● **DATA SUPPLIED**:

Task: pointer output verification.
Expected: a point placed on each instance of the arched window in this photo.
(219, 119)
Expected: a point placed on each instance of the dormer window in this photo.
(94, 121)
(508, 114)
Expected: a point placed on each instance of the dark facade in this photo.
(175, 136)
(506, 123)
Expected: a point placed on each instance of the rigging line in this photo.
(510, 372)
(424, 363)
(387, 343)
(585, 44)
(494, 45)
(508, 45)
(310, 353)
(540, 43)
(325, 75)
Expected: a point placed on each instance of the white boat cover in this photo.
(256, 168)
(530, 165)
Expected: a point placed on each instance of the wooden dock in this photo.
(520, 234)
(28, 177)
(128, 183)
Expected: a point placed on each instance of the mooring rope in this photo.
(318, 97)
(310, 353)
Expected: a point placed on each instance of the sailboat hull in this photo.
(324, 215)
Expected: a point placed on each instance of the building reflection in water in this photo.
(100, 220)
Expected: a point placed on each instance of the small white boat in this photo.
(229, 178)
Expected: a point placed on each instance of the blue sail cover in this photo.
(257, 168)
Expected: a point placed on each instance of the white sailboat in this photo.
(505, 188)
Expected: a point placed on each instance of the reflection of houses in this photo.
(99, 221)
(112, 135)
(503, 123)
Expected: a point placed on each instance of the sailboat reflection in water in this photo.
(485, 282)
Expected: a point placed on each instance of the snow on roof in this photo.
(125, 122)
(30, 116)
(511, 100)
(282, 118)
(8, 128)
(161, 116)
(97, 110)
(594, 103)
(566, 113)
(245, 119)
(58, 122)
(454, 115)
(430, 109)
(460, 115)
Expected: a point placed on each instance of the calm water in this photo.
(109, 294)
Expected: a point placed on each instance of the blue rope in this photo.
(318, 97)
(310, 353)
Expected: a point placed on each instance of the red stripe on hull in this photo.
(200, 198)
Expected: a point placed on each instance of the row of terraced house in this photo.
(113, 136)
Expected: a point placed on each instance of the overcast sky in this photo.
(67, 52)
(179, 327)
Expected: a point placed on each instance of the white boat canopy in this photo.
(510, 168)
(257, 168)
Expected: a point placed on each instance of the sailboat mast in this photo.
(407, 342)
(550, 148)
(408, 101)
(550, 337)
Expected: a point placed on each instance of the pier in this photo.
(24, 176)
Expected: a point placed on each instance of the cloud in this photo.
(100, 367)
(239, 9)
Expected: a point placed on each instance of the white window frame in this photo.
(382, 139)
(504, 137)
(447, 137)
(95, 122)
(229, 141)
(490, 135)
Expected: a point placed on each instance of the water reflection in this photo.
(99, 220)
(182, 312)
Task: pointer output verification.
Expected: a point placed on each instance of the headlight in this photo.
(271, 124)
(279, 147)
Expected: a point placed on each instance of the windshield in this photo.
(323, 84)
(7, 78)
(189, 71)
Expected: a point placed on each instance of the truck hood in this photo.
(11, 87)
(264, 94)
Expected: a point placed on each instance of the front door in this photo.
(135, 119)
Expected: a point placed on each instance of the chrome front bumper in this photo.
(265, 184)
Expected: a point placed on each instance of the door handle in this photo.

● **EXERCISE REQUIREMENTS**: Each record above is to be reproduced verbatim.

● **EXERCISE ANSWER**:
Task: pointer output verification.
Expected: a point placed on each instance of the arched window in this photo.
(219, 119)
Expected: a point placed on each instance of the dormer window in this photo.
(94, 121)
(508, 114)
Expected: a point placed on each instance of the dark facade in this photo.
(175, 136)
(506, 123)
Expected: a point placed on each instance of the rigging line in this photo.
(510, 372)
(424, 363)
(387, 343)
(585, 44)
(494, 45)
(508, 45)
(310, 353)
(540, 43)
(325, 75)
Expected: a point placed on each instance of the white boat cover in this photo.
(256, 168)
(530, 165)
Expected: a point placed on each instance of the wooden dock in this photo.
(520, 234)
(28, 177)
(128, 183)
Expected: a point placed on each instance of the mooring rope in this photo.
(318, 97)
(310, 353)
Expected: a point placed on each instance of the sailboat hull in this photo.
(324, 215)
Expected: a point placed on each instance of the building reflection in water in this photo.
(100, 220)
Expected: a point placed on each instance of the small white boat in this photo.
(229, 178)
Expected: a point placed on each instance of the blue sail cover in this photo.
(257, 168)
Expected: a point placed on each instance of the white sailboat in this photo.
(505, 188)
Expected: a point placed on each instance of the reflection of houses in this photo.
(99, 221)
(112, 135)
(503, 123)
Expected: a point placed on each instance of the sailboat reflection in water in this photo.
(485, 282)
Expected: a point placed on each instance of the snow on roof in this photo.
(125, 122)
(30, 116)
(511, 100)
(282, 118)
(8, 128)
(161, 116)
(97, 110)
(594, 103)
(566, 113)
(245, 119)
(58, 122)
(454, 115)
(430, 109)
(460, 115)
Expected: a point placed on each instance of the calm water in this photo.
(109, 294)
Expected: a point placed on each instance of the blue rope in this photo.
(318, 97)
(310, 353)
Expected: a point placed on each instance of the red stripe on hull in this photo.
(200, 198)
Expected: a point placed on each instance of the row of terraced house in this photo.
(113, 136)
Expected: a point placed on each instance of the overcast sky in this photo.
(67, 52)
(179, 327)
Expected: a point placed on each instance of the white boat canopy in this photo.
(510, 168)
(257, 168)
Expected: a point placed on each instance of the sailboat mast in this photo.
(407, 342)
(550, 148)
(408, 101)
(550, 337)
Expected: a point placed on each instance of the pier in this photo.
(24, 176)
Expected: a point placed on each instance of the cloud in this photo.
(100, 367)
(239, 9)
Expected: a point placed on each instance of the white window frame in this photo.
(382, 139)
(504, 137)
(447, 137)
(95, 122)
(229, 141)
(490, 135)
Expected: a point placed on each instance of the water reflection in this photo.
(99, 220)
(182, 312)
Task: pointer output verification.
Expected: a point placed on each instance of the headlight in this photo.
(271, 124)
(279, 147)
Expected: a point placed on each instance of the windshield in this photo.
(323, 84)
(7, 78)
(189, 71)
Expected: a point placed on each instance of the truck hood in this photo.
(11, 87)
(264, 94)
Expected: a point placed on each instance of the front door in this photo.
(135, 119)
Expected: a point placed on each instance of the chrome front bumper in this photo.
(265, 184)
Expected: a point placed on each instance of the door handle in this photo.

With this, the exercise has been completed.